## Extract to read
--- begin ---

Truc Huynh of Portland rides his bike in the city Tuesday in preparation for a six-day bike trip from Madawaska to Kittery starting Thursday. He is trying to raise money for several charities, and also plans to meet with and learn about the experiences and struggles of Mainers who share his story of being an immigrant. Jill Brady/Staff Photographer

Truc Huynh has lived in southern Maine for 29 years. But the 37-year-old has never spent time north of Bangor.

Starting Thursday, Huynh and Nate Cutting, a friend from Brewer, will bike the pine tree-lined roads of Madawaska before pedaling south more than 400 miles all the way to the coastal roads of Kittery. Along the way, he plans to meet with and learn about the experiences and struggles of Mainers who share his story of being an immigrant.

Huynh also is using the ride to raise funds for five nonprofits that focus on education and childhood development: the Mitchell Institute, Susan L. Curtis Foundation, Greater Immigrant Welcome Center, Community Bicycle Center and Jobs for Maine graduates. He says he has received $16,000 from business partners, friends and family.

--- end ---

## Data lines
--- begin ---

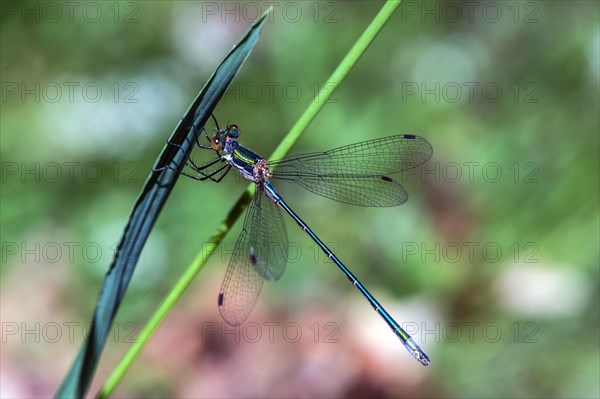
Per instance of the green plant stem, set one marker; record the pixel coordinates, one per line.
(282, 149)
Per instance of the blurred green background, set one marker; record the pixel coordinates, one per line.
(492, 265)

--- end ---

## Goal
Please reproduce the passage on Truc Huynh's bike ride word for word, starting at "Truc Huynh of" and ending at "north of Bangor.".

## Result
Truc Huynh of Portland rides his bike in the city Tuesday in preparation for a six-day bike trip from Madawaska to Kittery starting Thursday. He is trying to raise money for several charities, and also plans to meet with and learn about the experiences and struggles of Mainers who share his story of being an immigrant. Jill Brady/Staff Photographer

Truc Huynh has lived in southern Maine for 29 years. But the 37-year-old has never spent time north of Bangor.